When Your Surveillance Subject Turns Up Deceased
The week before Christmas, I was hired to find a guy who’d absconded from a drug-addled history with the state of Idaho. Database searches had been leading nowhere for my client, so I was called to surveil the man’s last known address, corroborate his absenteeism, and canvas the neighborhood for leads. This type of case, “finding somebody,” is frequent — and always interesting to me, since the premise of the casework is both literal and existential: Where does a man go, after deciding to leave?
In 1990s’ movies and novels that affected my aesthetic, men and women flee an existence in search of either peace or adventure, escaping either violence or its cinematic opposite, boredom. The road between here and salvation is usually a lonely desert full of creeps and sex addicts, with the promise of an ocean on the other side. In my experience as a private investigator, the storyline for fugitives from place or lifestyle hasn’t much changed.
It was thirty-two degrees an hour before sunrise when I parked my vehicle in an upscale neighborhood of townhomes, cut the engine and set my surveillance camera on a monopod gripped to the dashboard. For three hours, I stared at a two-inch monitor and watched the stars fade away, the sky turn dirty blue, the frost on rooftops sparkle like methamphetamine across the coffee tables of my subject’s last thirty years.
Field work tells you what it wants you to do. The client has a hunch, but strategies can change quickly when boots hit the ground. The neighborhood seemed magazine quality, too polished for my subject to be living in, too ornamental for his particular brand of darkness to be comforted by. I knew this because I was similar inside.
Intuition is a valuable investment property; the earlier you buy into it, the richer you get. My ghost brain was telling me that my subject had never hung his clothes in the home I’d been surveilling, only used it as a mailing address, numbers to put on a Cash for Car Title application, a black hole for creditor demands. Of the hundreds of people I’ve investigated, nearly half had a mailbox to Nowhere.

• **Parts of the exercise**:
A) Copy the stretch of the surveillance essay from "Field work tells" through "was similar inside.".
B) Translate this sentence from the surveillance essay into Spanish: "Field work tells you what it wants you to do."
C) According to the surveillance essay, what was the temperature an hour before sunrise when the vehicle was parked?

• **Stored data**:

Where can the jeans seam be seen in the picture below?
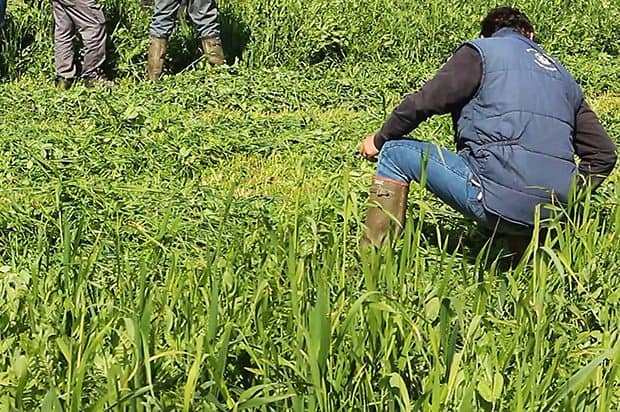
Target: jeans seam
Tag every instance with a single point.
(420, 152)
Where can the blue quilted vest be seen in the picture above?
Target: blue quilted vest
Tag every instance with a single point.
(516, 133)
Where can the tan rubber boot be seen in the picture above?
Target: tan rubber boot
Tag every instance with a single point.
(157, 51)
(212, 46)
(388, 201)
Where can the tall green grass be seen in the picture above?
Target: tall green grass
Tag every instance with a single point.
(192, 244)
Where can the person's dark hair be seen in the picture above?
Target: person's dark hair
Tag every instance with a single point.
(501, 17)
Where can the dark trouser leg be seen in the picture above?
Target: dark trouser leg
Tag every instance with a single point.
(88, 18)
(64, 31)
(203, 14)
(164, 18)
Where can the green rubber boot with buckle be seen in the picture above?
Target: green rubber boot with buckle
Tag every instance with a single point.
(386, 211)
(212, 47)
(157, 52)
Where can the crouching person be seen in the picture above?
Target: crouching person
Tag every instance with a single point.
(86, 18)
(519, 119)
(203, 13)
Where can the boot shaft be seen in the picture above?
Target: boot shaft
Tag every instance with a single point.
(212, 47)
(157, 53)
(386, 211)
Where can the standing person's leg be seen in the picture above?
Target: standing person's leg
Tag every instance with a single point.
(90, 22)
(64, 54)
(445, 173)
(162, 24)
(204, 15)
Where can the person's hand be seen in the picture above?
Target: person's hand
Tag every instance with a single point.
(368, 149)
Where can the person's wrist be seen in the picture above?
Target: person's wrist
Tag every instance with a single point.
(379, 140)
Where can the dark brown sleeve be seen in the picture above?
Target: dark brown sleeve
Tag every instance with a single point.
(452, 87)
(593, 146)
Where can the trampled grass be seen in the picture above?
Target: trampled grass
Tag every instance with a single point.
(192, 244)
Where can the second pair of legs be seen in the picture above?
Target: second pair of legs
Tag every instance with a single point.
(203, 13)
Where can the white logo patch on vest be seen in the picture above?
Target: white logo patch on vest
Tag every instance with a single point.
(542, 60)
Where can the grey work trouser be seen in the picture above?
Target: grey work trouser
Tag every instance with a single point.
(203, 13)
(85, 16)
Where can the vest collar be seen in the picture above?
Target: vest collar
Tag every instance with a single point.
(510, 32)
(507, 32)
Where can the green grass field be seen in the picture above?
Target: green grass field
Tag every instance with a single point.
(192, 244)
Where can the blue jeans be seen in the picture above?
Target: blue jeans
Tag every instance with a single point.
(447, 176)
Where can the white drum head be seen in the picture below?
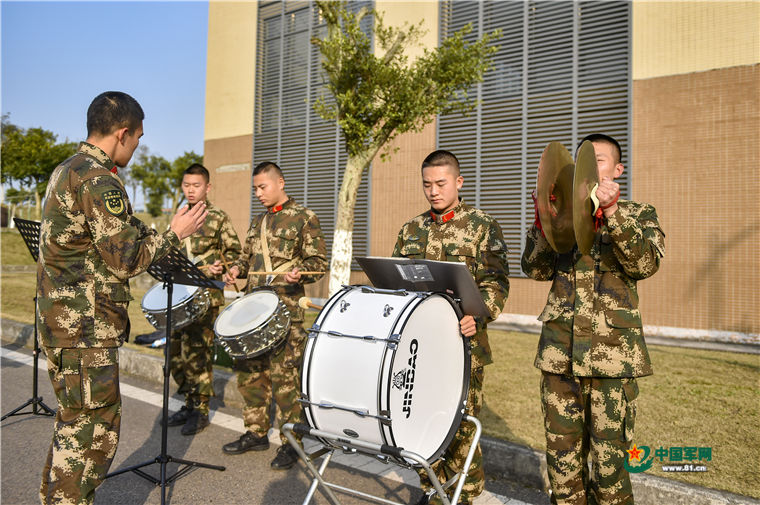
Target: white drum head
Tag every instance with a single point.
(246, 314)
(155, 298)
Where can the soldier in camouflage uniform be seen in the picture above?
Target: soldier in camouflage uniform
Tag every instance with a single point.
(90, 245)
(453, 231)
(295, 243)
(591, 347)
(192, 348)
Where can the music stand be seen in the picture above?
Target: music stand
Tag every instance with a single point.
(30, 232)
(174, 267)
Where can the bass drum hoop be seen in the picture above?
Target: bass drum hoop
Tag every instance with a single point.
(462, 398)
(280, 311)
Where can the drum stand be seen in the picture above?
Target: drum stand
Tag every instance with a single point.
(165, 270)
(382, 452)
(30, 232)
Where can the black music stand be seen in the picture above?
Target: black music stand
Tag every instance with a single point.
(30, 232)
(174, 267)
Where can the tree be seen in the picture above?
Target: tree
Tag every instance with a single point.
(30, 156)
(376, 98)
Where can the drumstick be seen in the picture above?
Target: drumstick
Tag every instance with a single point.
(304, 272)
(305, 303)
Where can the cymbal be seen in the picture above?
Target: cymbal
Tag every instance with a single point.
(555, 179)
(585, 182)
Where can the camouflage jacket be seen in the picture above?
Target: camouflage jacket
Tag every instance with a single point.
(90, 245)
(293, 234)
(205, 246)
(466, 235)
(591, 322)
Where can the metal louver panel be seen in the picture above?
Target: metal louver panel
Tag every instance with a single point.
(310, 151)
(562, 71)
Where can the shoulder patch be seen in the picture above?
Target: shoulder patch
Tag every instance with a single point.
(114, 202)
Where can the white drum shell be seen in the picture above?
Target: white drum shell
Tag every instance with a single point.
(420, 383)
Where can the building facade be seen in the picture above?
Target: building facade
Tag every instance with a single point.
(676, 82)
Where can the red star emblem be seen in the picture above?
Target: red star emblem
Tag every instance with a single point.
(634, 453)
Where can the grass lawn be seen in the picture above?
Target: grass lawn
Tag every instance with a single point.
(695, 398)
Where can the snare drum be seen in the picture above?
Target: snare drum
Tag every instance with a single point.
(189, 303)
(388, 368)
(253, 324)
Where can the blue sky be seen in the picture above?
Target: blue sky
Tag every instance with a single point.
(57, 56)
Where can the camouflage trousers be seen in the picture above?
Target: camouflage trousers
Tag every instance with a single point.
(454, 456)
(588, 417)
(191, 360)
(273, 375)
(87, 422)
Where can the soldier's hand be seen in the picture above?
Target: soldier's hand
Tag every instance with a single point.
(216, 268)
(231, 275)
(293, 276)
(467, 326)
(186, 222)
(607, 193)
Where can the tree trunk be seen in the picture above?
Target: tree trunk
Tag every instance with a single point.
(342, 247)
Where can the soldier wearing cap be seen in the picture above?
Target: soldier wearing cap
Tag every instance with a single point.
(591, 348)
(285, 238)
(192, 348)
(90, 245)
(453, 231)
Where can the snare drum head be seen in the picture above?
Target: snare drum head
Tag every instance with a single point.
(428, 379)
(246, 313)
(155, 298)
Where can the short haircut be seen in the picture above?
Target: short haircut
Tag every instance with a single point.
(441, 158)
(111, 111)
(601, 137)
(268, 166)
(197, 169)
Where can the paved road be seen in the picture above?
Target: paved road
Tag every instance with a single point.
(247, 479)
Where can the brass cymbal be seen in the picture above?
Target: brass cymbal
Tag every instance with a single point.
(585, 182)
(555, 178)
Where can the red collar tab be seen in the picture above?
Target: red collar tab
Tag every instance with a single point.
(440, 219)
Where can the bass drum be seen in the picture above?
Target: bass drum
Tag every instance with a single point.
(253, 325)
(388, 368)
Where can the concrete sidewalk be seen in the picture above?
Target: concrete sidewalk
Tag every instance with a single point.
(504, 460)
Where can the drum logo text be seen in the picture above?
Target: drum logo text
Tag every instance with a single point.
(405, 378)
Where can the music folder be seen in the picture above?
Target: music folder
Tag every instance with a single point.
(447, 277)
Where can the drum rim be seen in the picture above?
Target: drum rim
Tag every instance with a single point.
(459, 414)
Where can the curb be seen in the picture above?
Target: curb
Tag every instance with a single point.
(503, 460)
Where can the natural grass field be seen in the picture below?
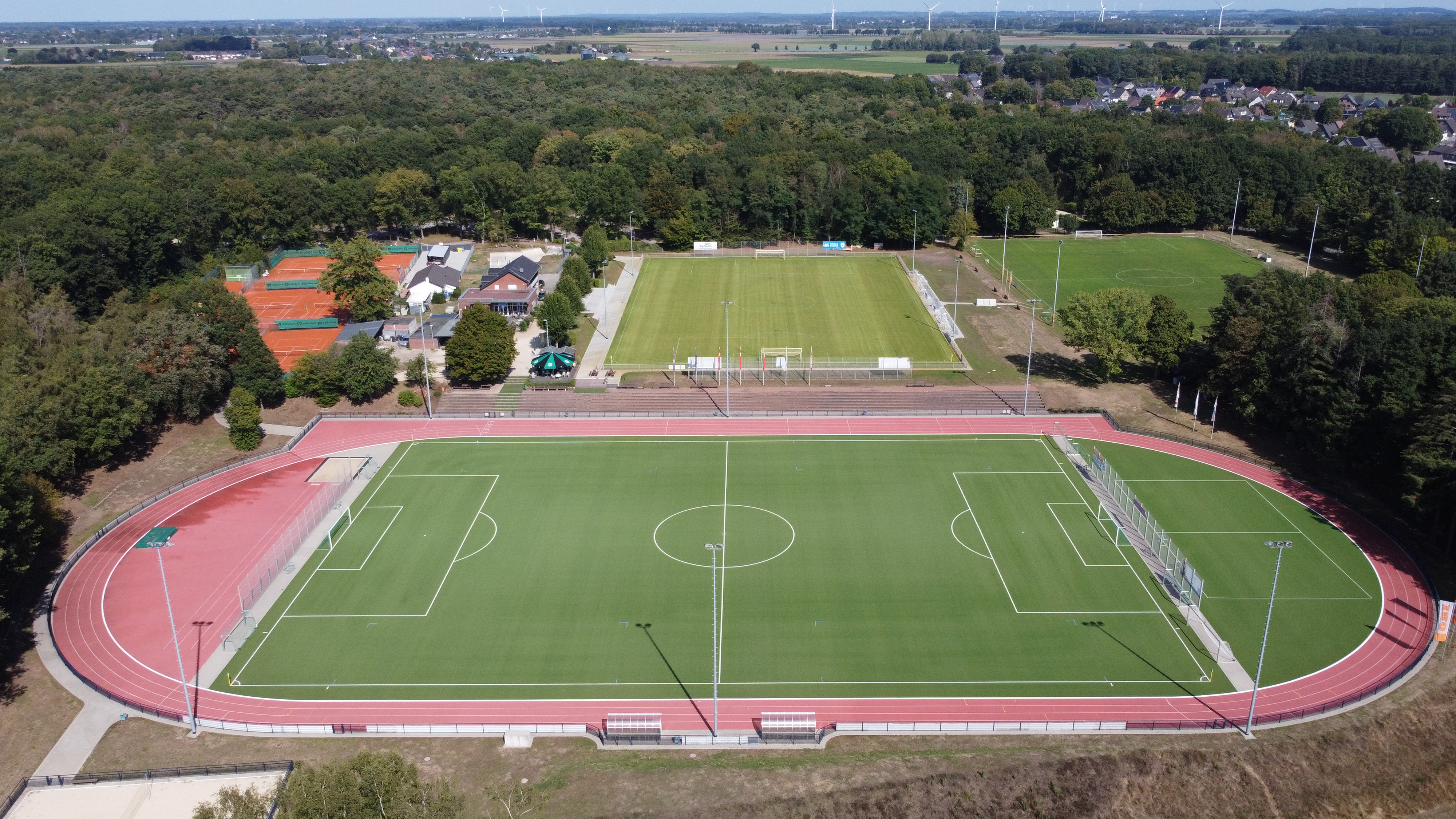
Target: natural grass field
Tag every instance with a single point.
(860, 62)
(858, 567)
(1189, 269)
(842, 308)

• **Final results**:
A)
Field work tells you what it wants you to do. The client has a hunch, but strategies can change quickly when boots hit the ground. The neighborhood seemed magazine quality, too polished for my subject to be living in, too ornamental for his particular brand of darkness to be comforted by. I knew this because I was similar inside.

B) El trabajo de campo te dice lo que quiere que hagas.

C) It was thirty-two degrees.